---- Input rows

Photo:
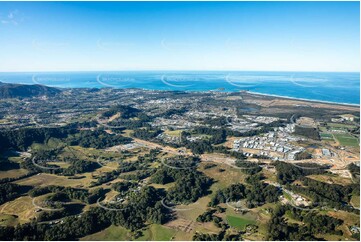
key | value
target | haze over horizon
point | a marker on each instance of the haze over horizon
(204, 36)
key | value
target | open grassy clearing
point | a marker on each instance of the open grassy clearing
(326, 136)
(338, 125)
(22, 207)
(157, 232)
(355, 201)
(223, 175)
(111, 233)
(331, 178)
(239, 222)
(347, 140)
(44, 179)
(13, 173)
(173, 132)
(8, 220)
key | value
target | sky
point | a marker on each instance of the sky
(243, 36)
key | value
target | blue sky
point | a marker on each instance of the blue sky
(272, 36)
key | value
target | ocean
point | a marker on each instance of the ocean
(320, 86)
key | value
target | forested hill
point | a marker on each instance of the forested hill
(9, 90)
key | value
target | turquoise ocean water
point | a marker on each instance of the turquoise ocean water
(322, 86)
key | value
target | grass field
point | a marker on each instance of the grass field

--------

**Exercise description**.
Copy the whole of the material above exactly, but not its images.

**The output**.
Photo:
key | value
target | haze over horizon
point | a marker on each instance of the haze over horizon
(204, 36)
key | value
target | open grassy clearing
point | a marker on each instance of the open grassy clearing
(326, 136)
(338, 125)
(22, 207)
(157, 232)
(355, 201)
(223, 175)
(111, 233)
(331, 178)
(239, 222)
(347, 140)
(44, 179)
(13, 173)
(173, 132)
(8, 220)
key | value
target | sky
point | a marker on each instance of the sky
(243, 36)
key | value
target | blue sky
point | a marker on each instance of the blue sky
(272, 36)
key | value
target | ocean
point | a marker on each instance of the ocean
(320, 86)
key | value
target | forested hill
point | a marker on each instance of the forested hill
(9, 90)
key | value
target | turquoise ocean water
point | a marker on each instance of the turquoise ocean water
(322, 86)
key | value
target | grass field
point | a marker on each instance of the grass field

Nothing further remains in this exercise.